* _Problem details_:
Please return each line of the records below that contains the word "evergreen".

* _Data to use_:
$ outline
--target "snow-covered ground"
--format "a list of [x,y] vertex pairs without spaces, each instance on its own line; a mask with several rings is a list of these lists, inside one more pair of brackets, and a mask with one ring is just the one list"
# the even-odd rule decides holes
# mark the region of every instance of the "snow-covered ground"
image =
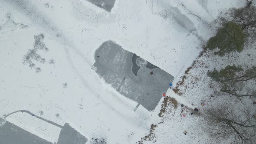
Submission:
[[[151,124],[161,121],[161,104],[154,111],[140,106],[134,112],[135,102],[120,95],[91,69],[96,49],[113,40],[177,81],[202,51],[202,45],[214,35],[213,20],[219,13],[245,4],[242,0],[117,0],[108,13],[86,0],[0,0],[0,115],[22,109],[38,115],[43,111],[42,117],[62,125],[69,122],[89,139],[102,137],[109,144],[134,144],[148,132]],[[40,33],[49,51],[38,50],[47,61],[35,62],[41,69],[36,73],[23,64],[23,58],[33,49],[34,36]],[[51,59],[55,64],[47,62]],[[184,100],[189,103],[199,101],[187,99]],[[26,115],[13,114],[7,120],[56,141],[58,128],[47,131],[45,122]],[[172,117],[175,128],[168,130],[171,132],[165,137],[173,141],[157,143],[184,139],[173,135],[181,126],[176,123],[179,118]],[[192,121],[190,118],[184,119]],[[197,118],[190,128],[199,124]],[[197,129],[195,134],[203,134]],[[186,141],[213,141],[205,136],[207,140]]]

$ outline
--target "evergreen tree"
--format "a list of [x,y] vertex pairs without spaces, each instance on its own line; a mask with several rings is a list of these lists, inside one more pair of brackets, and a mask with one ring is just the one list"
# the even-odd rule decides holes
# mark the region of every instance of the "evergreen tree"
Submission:
[[240,52],[243,49],[246,37],[240,26],[230,21],[223,24],[216,35],[209,39],[206,47],[210,50],[219,48],[215,55],[223,56],[232,52]]

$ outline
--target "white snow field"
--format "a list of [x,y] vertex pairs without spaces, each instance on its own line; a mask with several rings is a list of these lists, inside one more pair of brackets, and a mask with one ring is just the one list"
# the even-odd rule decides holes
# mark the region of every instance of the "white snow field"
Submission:
[[[23,109],[39,115],[43,111],[45,118],[61,125],[69,123],[89,140],[86,144],[98,137],[108,144],[135,144],[151,124],[161,122],[162,101],[153,111],[140,106],[135,112],[136,102],[91,69],[95,50],[113,40],[179,79],[214,34],[219,14],[245,3],[116,0],[108,12],[85,0],[0,0],[0,116]],[[41,36],[49,49],[37,51],[45,63],[33,61],[39,72],[23,63],[34,36]],[[51,59],[54,63],[49,63]],[[16,113],[7,120],[57,142],[59,128],[30,116]],[[208,142],[204,136],[201,144]]]

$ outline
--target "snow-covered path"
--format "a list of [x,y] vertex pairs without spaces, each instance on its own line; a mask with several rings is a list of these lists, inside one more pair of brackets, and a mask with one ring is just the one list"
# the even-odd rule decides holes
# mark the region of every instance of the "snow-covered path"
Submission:
[[[61,125],[69,122],[89,139],[100,136],[110,144],[135,143],[159,120],[160,108],[150,112],[140,106],[135,112],[135,102],[91,69],[95,49],[111,39],[178,77],[214,33],[209,27],[213,18],[240,0],[233,5],[220,0],[159,1],[117,0],[108,13],[85,0],[0,0],[0,115],[42,111],[42,117]],[[42,69],[37,73],[22,59],[33,49],[34,36],[41,33],[49,50],[39,52],[55,64],[36,62]],[[30,118],[14,115],[7,120],[55,141],[53,134],[31,126],[43,123]]]

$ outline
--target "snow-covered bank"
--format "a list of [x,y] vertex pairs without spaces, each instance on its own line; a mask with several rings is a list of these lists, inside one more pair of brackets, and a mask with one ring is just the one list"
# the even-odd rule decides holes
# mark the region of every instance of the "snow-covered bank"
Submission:
[[[135,112],[137,103],[91,69],[95,50],[111,39],[179,78],[214,34],[209,27],[214,19],[226,8],[242,5],[240,1],[120,0],[109,13],[84,0],[0,0],[0,115],[42,111],[43,117],[69,122],[89,139],[98,135],[109,144],[134,144],[160,120],[161,104],[152,112],[141,106]],[[34,62],[41,69],[36,73],[23,64],[23,58],[40,33],[49,51],[38,52],[55,62]],[[56,141],[16,123],[17,115],[7,120]]]

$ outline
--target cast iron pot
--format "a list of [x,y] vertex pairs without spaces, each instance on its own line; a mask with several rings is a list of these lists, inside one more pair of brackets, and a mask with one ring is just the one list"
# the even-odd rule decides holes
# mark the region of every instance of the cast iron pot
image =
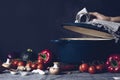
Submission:
[[60,62],[80,64],[82,61],[105,61],[109,54],[114,53],[114,39],[101,38],[62,38],[52,40],[57,44],[57,56]]

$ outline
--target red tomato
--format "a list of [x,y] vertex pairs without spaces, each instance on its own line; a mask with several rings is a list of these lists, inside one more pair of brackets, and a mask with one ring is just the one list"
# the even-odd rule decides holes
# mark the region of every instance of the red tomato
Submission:
[[103,69],[104,69],[104,65],[103,64],[96,65],[95,67],[96,67],[97,72],[102,72]]
[[87,72],[89,68],[89,65],[87,63],[83,63],[80,65],[80,71]]
[[27,66],[27,67],[31,67],[31,64],[32,64],[32,62],[29,61],[29,62],[26,63],[26,66]]
[[91,73],[91,74],[95,74],[95,73],[96,73],[96,68],[95,68],[95,66],[90,66],[90,67],[88,68],[88,72]]
[[38,64],[43,64],[44,63],[44,61],[43,61],[43,59],[38,59]]
[[43,64],[38,64],[38,65],[37,65],[37,69],[43,70],[43,69],[44,69]]
[[32,64],[31,64],[31,68],[32,68],[32,69],[37,69],[37,64],[36,64],[36,63],[32,63]]
[[19,61],[18,66],[25,66],[25,63],[23,61]]
[[14,59],[14,60],[12,61],[12,66],[17,67],[17,66],[18,66],[18,62],[19,62],[19,60]]
[[83,69],[82,69],[81,65],[79,66],[79,71],[83,72]]

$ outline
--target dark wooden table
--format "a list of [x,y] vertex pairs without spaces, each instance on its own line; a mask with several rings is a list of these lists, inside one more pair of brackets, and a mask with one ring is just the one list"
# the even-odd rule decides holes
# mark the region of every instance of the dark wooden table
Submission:
[[80,73],[79,71],[71,71],[63,72],[59,75],[40,75],[31,72],[27,76],[21,76],[21,74],[13,75],[9,72],[0,74],[0,80],[115,80],[113,77],[120,77],[120,73],[89,74]]

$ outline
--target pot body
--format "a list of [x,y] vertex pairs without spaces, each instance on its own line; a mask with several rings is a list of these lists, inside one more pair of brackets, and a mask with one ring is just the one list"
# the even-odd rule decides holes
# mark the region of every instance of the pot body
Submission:
[[105,61],[114,53],[116,44],[113,39],[60,39],[53,42],[58,45],[58,59],[68,64],[80,64],[82,61]]

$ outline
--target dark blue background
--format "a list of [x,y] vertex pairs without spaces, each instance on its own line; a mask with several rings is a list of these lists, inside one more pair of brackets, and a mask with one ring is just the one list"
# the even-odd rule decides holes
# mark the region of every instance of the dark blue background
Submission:
[[66,36],[62,23],[74,22],[75,15],[84,7],[118,16],[119,3],[119,0],[1,0],[0,58],[27,48],[36,53],[45,48],[55,52],[50,40]]

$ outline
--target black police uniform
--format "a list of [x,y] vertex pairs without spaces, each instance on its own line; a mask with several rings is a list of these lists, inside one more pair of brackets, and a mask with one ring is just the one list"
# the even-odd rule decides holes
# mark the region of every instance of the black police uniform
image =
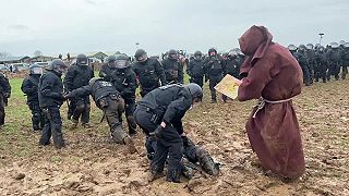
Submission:
[[142,97],[159,87],[159,81],[161,82],[161,85],[166,85],[164,69],[158,60],[148,58],[144,62],[136,61],[131,65],[131,68],[140,82]]
[[135,73],[131,68],[117,69],[111,74],[111,83],[124,99],[129,134],[135,134],[136,123],[133,118],[133,112],[135,110],[135,89],[137,88]]
[[[168,85],[148,93],[137,102],[134,112],[136,123],[147,136],[159,128],[161,122],[166,122],[166,127],[160,131],[156,143],[151,171],[154,174],[161,173],[167,156],[169,156],[168,181],[179,181],[183,156],[182,118],[191,105],[192,97],[189,90],[180,85]],[[149,139],[149,137],[147,138]],[[151,142],[147,140],[147,143]]]
[[99,71],[99,77],[103,77],[104,81],[111,82],[111,73],[116,70],[117,68],[111,68],[108,63],[104,63]]
[[57,148],[65,146],[62,135],[62,119],[60,107],[64,101],[61,74],[47,71],[39,79],[39,105],[45,114],[45,126],[39,140],[40,145],[49,145],[52,135]]
[[341,52],[341,78],[345,79],[348,74],[349,48],[344,48]]
[[186,68],[190,82],[197,84],[200,87],[204,85],[204,62],[203,60],[191,59]]
[[93,86],[83,86],[68,94],[68,98],[92,95],[96,106],[104,111],[110,127],[111,136],[118,142],[127,137],[122,131],[122,113],[124,111],[124,101],[117,88],[107,81],[97,79]]
[[11,86],[9,79],[0,72],[0,126],[4,124],[4,107],[8,106],[10,96]]
[[314,77],[315,82],[322,78],[323,83],[326,83],[327,73],[327,57],[324,51],[316,51],[315,53],[315,66],[314,66]]
[[[65,90],[71,91],[73,89],[80,88],[82,86],[88,85],[89,79],[94,77],[94,71],[88,65],[73,65],[70,66],[65,77],[64,77],[64,87]],[[71,105],[75,106],[75,110],[72,115],[73,122],[79,122],[79,118],[81,117],[81,121],[83,124],[89,122],[89,111],[91,111],[91,102],[89,97],[76,97],[71,100]]]
[[222,75],[225,73],[225,69],[226,65],[220,56],[216,54],[212,57],[206,57],[204,61],[204,71],[205,74],[208,75],[210,99],[213,102],[217,101],[215,86],[221,81]]
[[21,89],[26,95],[26,103],[32,111],[32,125],[34,131],[41,130],[45,125],[45,115],[39,106],[38,85],[40,75],[31,74],[23,79]]
[[161,64],[167,84],[183,84],[183,65],[178,59],[165,59]]

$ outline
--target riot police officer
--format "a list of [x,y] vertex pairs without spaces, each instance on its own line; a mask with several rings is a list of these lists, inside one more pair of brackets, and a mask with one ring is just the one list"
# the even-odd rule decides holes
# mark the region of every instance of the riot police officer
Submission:
[[332,75],[334,75],[336,81],[338,81],[339,72],[340,72],[340,60],[341,60],[339,45],[338,42],[332,42],[329,47],[330,48],[327,51],[327,60],[328,60],[327,81],[330,81]]
[[318,79],[322,78],[323,83],[326,83],[326,73],[327,73],[327,57],[325,53],[325,48],[323,46],[318,46],[315,52],[315,66],[314,66],[315,82],[318,82]]
[[[169,156],[167,181],[179,182],[183,169],[182,118],[193,105],[202,101],[202,97],[203,91],[197,84],[176,84],[156,88],[137,102],[135,121],[147,135],[147,150],[155,148],[151,181],[161,175]],[[154,139],[156,143],[152,144]]]
[[5,75],[0,72],[0,127],[4,125],[4,107],[8,106],[8,99],[11,97],[11,86]]
[[135,62],[131,66],[141,85],[142,97],[160,85],[166,85],[164,69],[157,59],[148,58],[143,49],[139,49],[134,58]]
[[29,75],[23,79],[21,89],[26,95],[26,103],[32,111],[32,125],[34,131],[41,130],[45,124],[45,117],[39,106],[38,84],[43,69],[37,63],[29,66]]
[[129,57],[125,54],[116,56],[116,70],[111,73],[111,83],[120,91],[125,102],[125,117],[129,125],[129,134],[136,134],[136,123],[133,119],[135,109],[135,89],[137,81],[135,73],[130,68]]
[[45,126],[39,145],[46,146],[50,144],[50,137],[53,138],[56,148],[65,146],[62,135],[62,119],[60,115],[60,107],[64,101],[62,73],[65,72],[67,65],[60,59],[55,59],[46,69],[39,79],[39,105],[45,114]]
[[110,127],[111,139],[116,143],[128,145],[131,152],[135,152],[131,137],[122,130],[122,113],[124,100],[115,85],[104,78],[92,78],[87,86],[74,89],[65,95],[65,98],[92,96],[96,106],[104,111]]
[[217,53],[216,49],[210,48],[208,50],[208,57],[204,61],[205,81],[209,81],[210,102],[217,102],[217,95],[215,86],[221,81],[225,73],[225,62]]
[[183,84],[183,66],[178,60],[176,50],[168,51],[168,58],[163,62],[167,84]]
[[[88,66],[87,57],[85,54],[79,54],[76,57],[76,65],[70,66],[65,77],[64,87],[68,91],[88,85],[88,81],[94,77],[94,71]],[[89,127],[89,111],[91,102],[89,96],[75,97],[71,100],[71,103],[75,106],[72,115],[72,128],[75,128],[81,118],[82,125]]]
[[111,73],[116,70],[116,56],[109,56],[107,62],[104,63],[99,71],[99,77],[103,77],[105,81],[111,81]]
[[204,61],[203,53],[195,51],[193,59],[189,61],[186,73],[190,76],[190,82],[197,84],[200,87],[204,85]]
[[300,45],[298,47],[297,51],[297,61],[301,65],[301,69],[303,71],[303,78],[305,86],[311,85],[311,76],[310,76],[310,70],[308,65],[306,54],[305,54],[306,47],[304,45]]
[[341,78],[346,79],[348,74],[349,64],[349,42],[344,44],[344,49],[341,53]]

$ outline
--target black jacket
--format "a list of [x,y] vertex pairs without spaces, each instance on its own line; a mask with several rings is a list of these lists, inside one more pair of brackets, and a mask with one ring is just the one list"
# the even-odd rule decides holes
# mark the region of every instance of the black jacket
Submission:
[[167,85],[148,93],[137,105],[149,108],[161,121],[183,133],[182,118],[192,105],[189,90],[181,85]]
[[10,86],[9,79],[1,72],[0,72],[0,93],[2,95],[7,94],[8,97],[5,98],[9,98],[11,96],[11,86]]
[[94,71],[91,66],[72,65],[69,68],[64,77],[64,87],[68,91],[88,85],[94,77]]
[[96,102],[96,106],[98,108],[100,107],[99,100],[108,97],[108,96],[119,96],[120,93],[117,90],[117,88],[107,81],[96,81],[93,86],[83,86],[80,88],[76,88],[69,93],[69,98],[74,97],[84,97],[91,95]]
[[204,61],[205,74],[209,76],[218,76],[225,73],[225,62],[220,56],[206,57]]
[[166,84],[164,69],[158,60],[148,58],[145,62],[134,62],[132,69],[143,89],[155,89]]
[[39,102],[38,88],[40,75],[34,74],[23,79],[21,89],[26,95],[27,103]]
[[165,59],[161,64],[167,83],[183,84],[183,66],[177,59]]
[[203,77],[204,76],[204,62],[203,60],[193,59],[189,62],[186,73],[191,77]]
[[39,105],[41,108],[60,107],[63,103],[63,83],[61,74],[47,71],[39,79]]
[[105,63],[100,68],[99,77],[103,77],[104,81],[111,82],[111,73],[116,70],[116,68],[110,68],[108,63]]
[[113,71],[111,73],[111,83],[117,90],[120,91],[123,99],[135,99],[137,81],[131,68],[117,69]]

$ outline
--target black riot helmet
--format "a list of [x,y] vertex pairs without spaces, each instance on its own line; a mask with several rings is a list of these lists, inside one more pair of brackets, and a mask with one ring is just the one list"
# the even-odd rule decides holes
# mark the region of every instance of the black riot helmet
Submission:
[[58,74],[62,74],[67,70],[67,64],[61,59],[55,59],[50,62],[46,70],[50,70]]
[[[213,54],[213,53],[215,53],[215,54]],[[217,50],[215,48],[210,48],[208,50],[208,56],[217,56]]]
[[203,89],[195,83],[190,83],[184,85],[184,88],[190,91],[192,99],[196,99],[195,102],[201,102],[203,100]]
[[76,57],[76,64],[77,65],[82,65],[82,66],[87,66],[88,64],[88,60],[87,60],[87,56],[81,53]]
[[129,57],[127,54],[117,54],[116,56],[116,68],[117,69],[125,69],[130,65]]
[[177,54],[177,51],[171,49],[168,51],[168,59],[177,59],[178,58],[178,54]]
[[194,59],[195,60],[201,60],[202,58],[203,58],[203,53],[201,51],[197,50],[197,51],[194,52]]
[[300,45],[300,46],[298,47],[298,50],[299,50],[299,51],[305,51],[305,50],[306,50],[305,45]]
[[297,46],[294,46],[294,45],[289,45],[287,48],[290,51],[296,51],[297,50]]
[[41,75],[43,74],[43,69],[38,63],[33,63],[29,66],[31,75]]
[[145,50],[137,49],[137,51],[134,53],[134,58],[139,62],[144,62],[148,59],[148,56],[146,54]]
[[313,45],[313,44],[308,44],[308,45],[305,46],[305,48],[306,48],[308,50],[312,50],[312,49],[314,48],[314,45]]

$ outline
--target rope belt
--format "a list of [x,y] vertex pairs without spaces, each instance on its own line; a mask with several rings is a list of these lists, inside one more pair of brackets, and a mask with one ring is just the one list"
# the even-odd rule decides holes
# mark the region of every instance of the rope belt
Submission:
[[254,112],[253,114],[253,119],[255,118],[255,115],[258,113],[260,110],[262,110],[265,107],[265,103],[272,103],[272,105],[278,105],[278,103],[282,103],[282,102],[288,102],[291,101],[292,98],[289,99],[282,99],[282,100],[276,100],[276,101],[270,101],[267,99],[264,99],[263,97],[260,98],[260,103],[256,106],[257,110]]

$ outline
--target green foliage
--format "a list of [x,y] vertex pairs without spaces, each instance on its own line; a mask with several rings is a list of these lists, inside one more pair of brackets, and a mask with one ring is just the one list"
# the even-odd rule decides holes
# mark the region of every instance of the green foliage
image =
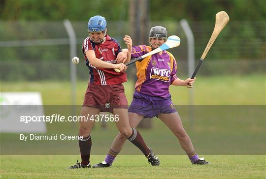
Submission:
[[[4,20],[88,20],[96,14],[108,20],[125,20],[131,8],[128,0],[2,0],[1,3]],[[152,21],[212,20],[214,12],[221,10],[235,21],[265,21],[266,17],[266,2],[261,0],[156,0],[149,3]]]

* _Output below_:
--target "evergreen tree"
# mark the region of every instance of the "evergreen tree"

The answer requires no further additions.